_Exercise brief_
Format the material as a numbered list, from the line with "Could you please outline every instance of the <item>sky</item>?" up to and including the line with "Please outline every instance of the <item>sky</item>.", leaving out blank lines and the pictures.

↓↓↓

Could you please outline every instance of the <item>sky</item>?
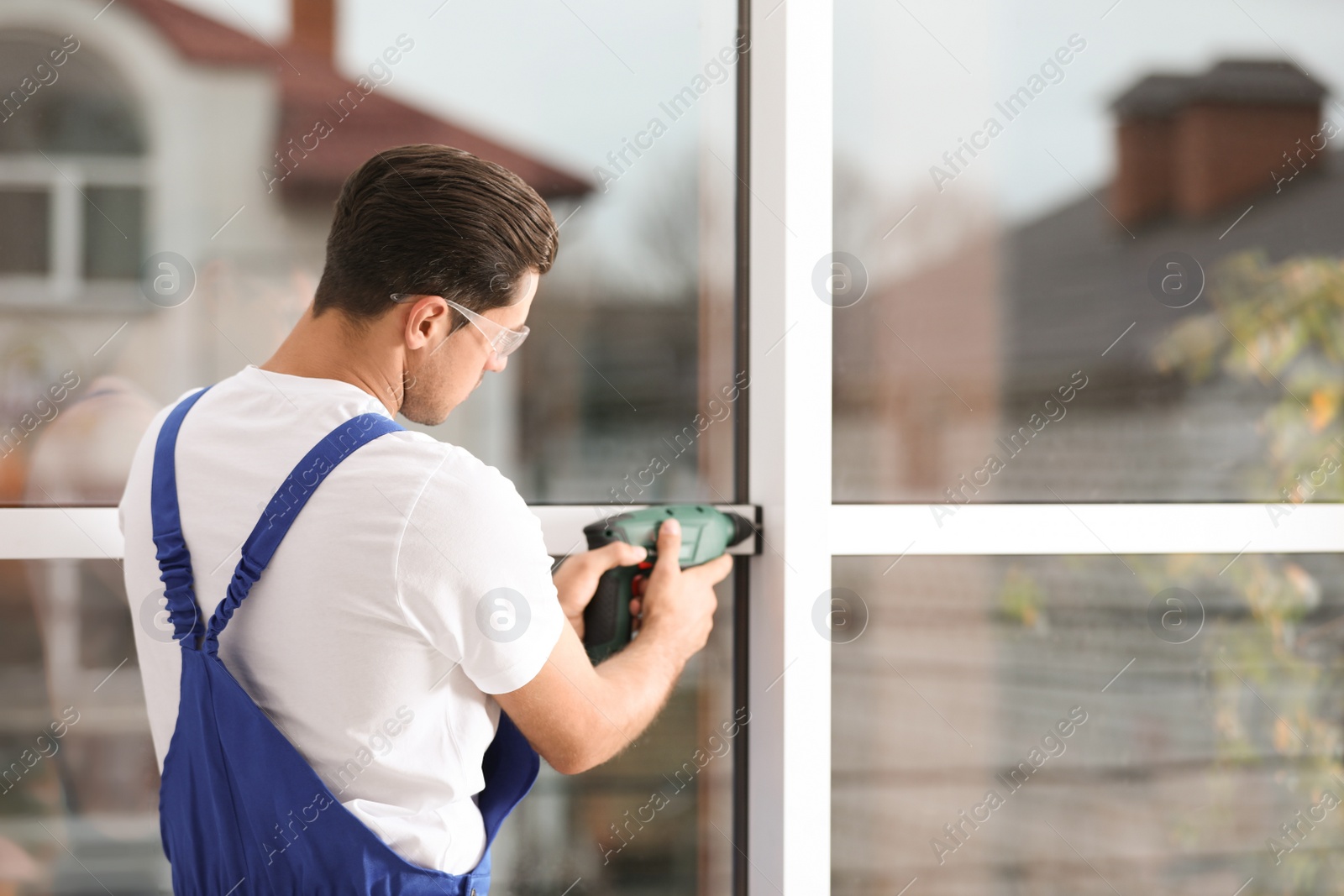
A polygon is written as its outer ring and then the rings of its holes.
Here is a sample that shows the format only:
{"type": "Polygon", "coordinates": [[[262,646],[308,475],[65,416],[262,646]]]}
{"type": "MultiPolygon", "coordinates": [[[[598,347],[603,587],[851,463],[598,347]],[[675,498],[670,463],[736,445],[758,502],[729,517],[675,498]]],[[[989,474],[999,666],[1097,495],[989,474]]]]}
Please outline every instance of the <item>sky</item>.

↑↑↑
↓↓↓

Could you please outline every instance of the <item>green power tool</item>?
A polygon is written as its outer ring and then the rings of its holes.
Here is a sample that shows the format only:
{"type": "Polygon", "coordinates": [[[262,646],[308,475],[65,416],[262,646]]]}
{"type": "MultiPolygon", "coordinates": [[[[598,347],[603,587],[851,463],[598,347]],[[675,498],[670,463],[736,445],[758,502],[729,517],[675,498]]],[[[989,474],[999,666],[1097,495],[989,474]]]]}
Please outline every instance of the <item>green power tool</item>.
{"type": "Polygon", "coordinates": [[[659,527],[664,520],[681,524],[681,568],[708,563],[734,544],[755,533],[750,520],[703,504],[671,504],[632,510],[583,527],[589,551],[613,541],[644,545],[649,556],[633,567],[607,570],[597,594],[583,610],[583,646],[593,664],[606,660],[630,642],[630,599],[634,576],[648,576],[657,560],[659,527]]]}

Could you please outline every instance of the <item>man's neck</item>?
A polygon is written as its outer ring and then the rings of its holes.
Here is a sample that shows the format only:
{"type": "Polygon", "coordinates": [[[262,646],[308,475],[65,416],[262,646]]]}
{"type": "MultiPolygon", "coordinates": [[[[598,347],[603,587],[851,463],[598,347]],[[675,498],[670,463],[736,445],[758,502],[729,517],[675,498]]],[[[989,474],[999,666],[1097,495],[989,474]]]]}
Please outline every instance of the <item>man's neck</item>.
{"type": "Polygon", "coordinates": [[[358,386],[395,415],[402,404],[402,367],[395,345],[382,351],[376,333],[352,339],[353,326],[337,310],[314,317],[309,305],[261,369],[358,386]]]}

↑↑↑
↓↓↓

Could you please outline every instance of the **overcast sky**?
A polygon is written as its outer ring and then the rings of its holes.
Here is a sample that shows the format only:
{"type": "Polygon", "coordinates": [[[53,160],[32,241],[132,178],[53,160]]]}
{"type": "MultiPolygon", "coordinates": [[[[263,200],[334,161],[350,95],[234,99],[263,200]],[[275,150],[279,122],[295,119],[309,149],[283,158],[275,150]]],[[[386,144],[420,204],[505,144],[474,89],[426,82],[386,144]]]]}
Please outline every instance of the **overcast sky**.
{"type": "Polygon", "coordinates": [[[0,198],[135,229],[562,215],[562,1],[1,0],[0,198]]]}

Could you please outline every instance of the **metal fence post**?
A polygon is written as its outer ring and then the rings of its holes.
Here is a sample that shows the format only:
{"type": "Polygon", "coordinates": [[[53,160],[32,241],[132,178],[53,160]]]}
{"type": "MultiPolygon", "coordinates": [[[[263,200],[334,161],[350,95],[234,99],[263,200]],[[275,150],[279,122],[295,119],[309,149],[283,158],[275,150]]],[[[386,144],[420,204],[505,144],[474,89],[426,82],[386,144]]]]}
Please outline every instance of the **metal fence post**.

↑↑↑

_The result_
1. Could you please outline every instance of the <item>sky</item>?
2. A polygon is written as its outer ring and then the rings of its holes.
3. Here is a sample that shows the format only:
4. {"type": "Polygon", "coordinates": [[[262,646],[308,475],[65,416],[262,646]]]}
5. {"type": "MultiPolygon", "coordinates": [[[[598,347],[603,587],[851,463],[598,347]],[[675,498],[670,463],[736,445],[758,502],[729,517],[675,498]]],[[[989,474],[999,666],[1097,495],[989,474]]]]}
6. Please outline every instance of the <item>sky</item>.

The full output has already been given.